◆ 本文:
►
テディちゃとネーさの読書雑記

ぬいぐるみの「テディちゃ」と養い親?「ネーさ」がナビする、新旧の様々な読書雑想と身辺記録です。

~ あの夏の、面影。 ~

2023-08-11 22:05:25 | ブックス

「こんにちわッ、テディちゃでス!

 はッぴィ~しゅくじつゥ!」

「がるる!ぐるるがるぅ~!」(←訳:虎です!山の日だよぅ~!)

 

 こんにちは、ネーさです。

 の~んびりゆったりゴロゴロしたい夏の祝日も、

 さあ、読書タイムですよ。

 遠くかすむ山々の稜線を見仰ぎながら、

 本日は、こちらの御本を、どうぞ~♪

  

 

 

            ―― 十八の夏 ――

 

 

 著者は光原百合(みつはら・ゆり)さん、

 単行本は2002年に、文庫版は2004年6月に発行されました。

 平成14年(2002年)度の日本推理作家協会賞(短編部門)を受賞し、

 現在も版を重ね続けているロングセラー作品です。

 

「だいめいィがァ~なつゥ!」

「ぐるるる!」(←訳:内容も夏!)

 

 この御本には、

 

 『十八の夏』

 『ささやかな奇跡』

 『兄貴の純情』

 『イノセント・デイズ』

 

 と、4つの短編作品が収録されていますが、

 やはり、読み手のこころにグイッと食い込むのは、

 表題作品である“夏の物語”――

 『十八の夏』

 でしょうか。

 

 主人公……というよりも、

 “視点“の役を担うのは、

 三浦信也(みうら・しんや)くん、18歳。

 

「かよッてェ~るんでスゥ!」

「がるぐるるる!」(←訳:毎日予備校へ!)

 

 大学受験が上手く行かず、

 今夏は予備校生になった信也くん、

 勉強する場所を確保するために、

 とあるボロアパートの一室を借りることにしました。
◄
◆ 生データ:
►
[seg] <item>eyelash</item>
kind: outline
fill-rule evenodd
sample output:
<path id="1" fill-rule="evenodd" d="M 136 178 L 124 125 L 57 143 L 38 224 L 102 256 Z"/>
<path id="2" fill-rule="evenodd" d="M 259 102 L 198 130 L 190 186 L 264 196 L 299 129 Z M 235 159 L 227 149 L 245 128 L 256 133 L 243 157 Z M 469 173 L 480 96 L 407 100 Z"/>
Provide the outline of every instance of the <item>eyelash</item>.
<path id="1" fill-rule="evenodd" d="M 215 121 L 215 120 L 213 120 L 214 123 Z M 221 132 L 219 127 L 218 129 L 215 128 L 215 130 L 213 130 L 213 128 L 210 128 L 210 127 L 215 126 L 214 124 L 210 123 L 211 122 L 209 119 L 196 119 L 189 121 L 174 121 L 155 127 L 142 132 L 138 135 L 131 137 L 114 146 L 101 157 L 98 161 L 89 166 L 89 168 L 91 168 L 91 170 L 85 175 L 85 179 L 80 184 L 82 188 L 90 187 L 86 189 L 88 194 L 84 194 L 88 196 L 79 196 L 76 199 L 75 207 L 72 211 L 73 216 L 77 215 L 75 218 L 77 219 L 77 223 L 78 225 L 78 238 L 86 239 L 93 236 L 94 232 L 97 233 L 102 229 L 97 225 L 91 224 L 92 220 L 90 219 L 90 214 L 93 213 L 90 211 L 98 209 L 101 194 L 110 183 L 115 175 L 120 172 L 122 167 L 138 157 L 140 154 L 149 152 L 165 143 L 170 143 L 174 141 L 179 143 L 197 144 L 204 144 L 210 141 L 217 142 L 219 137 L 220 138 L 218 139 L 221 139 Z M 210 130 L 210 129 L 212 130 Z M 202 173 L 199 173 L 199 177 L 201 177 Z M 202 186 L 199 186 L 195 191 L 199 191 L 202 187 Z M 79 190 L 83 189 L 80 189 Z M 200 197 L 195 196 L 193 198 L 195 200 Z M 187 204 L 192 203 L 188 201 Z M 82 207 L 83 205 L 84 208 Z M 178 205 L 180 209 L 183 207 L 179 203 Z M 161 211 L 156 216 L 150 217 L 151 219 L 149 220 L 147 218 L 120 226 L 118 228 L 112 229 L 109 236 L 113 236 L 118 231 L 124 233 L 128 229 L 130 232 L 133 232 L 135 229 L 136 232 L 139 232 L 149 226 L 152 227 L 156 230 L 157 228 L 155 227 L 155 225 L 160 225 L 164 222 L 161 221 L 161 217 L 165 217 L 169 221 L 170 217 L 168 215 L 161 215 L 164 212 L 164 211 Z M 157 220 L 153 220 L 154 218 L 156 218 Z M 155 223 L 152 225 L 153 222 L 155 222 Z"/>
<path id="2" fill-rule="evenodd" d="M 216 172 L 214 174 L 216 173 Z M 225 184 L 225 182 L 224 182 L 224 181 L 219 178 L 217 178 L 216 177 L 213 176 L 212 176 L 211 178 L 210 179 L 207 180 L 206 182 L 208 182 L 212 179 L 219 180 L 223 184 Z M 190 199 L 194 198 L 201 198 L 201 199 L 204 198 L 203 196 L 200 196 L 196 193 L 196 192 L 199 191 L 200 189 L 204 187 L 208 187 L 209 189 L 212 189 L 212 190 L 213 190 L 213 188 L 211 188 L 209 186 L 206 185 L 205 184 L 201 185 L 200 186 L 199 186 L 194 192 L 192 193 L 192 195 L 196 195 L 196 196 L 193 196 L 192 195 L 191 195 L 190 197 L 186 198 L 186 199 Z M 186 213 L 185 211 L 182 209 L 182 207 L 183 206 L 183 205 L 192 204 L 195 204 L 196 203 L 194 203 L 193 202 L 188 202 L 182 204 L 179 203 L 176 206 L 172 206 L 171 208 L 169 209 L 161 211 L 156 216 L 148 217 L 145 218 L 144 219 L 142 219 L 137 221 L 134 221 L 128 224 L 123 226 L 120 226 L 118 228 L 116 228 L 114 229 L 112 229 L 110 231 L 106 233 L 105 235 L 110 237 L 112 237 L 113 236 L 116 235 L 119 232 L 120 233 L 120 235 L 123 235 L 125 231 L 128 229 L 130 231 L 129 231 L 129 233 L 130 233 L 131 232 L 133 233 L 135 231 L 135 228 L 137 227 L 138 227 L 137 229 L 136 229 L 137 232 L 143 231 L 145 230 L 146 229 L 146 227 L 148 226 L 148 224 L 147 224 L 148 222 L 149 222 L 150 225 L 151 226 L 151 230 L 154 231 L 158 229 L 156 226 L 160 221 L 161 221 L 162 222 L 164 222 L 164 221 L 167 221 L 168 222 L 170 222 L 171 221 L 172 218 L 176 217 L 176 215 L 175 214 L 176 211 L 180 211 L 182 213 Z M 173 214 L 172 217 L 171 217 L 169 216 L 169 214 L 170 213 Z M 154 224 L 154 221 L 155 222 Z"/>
◄
◆ 取り組む課題:
本文によると、『十八の夏』はどの賞を受賞したか。 項目はここでは一切関係しない。

◆ 記述解答:
平成14年(2002年)度の日本推理作家協会賞(短編部門)。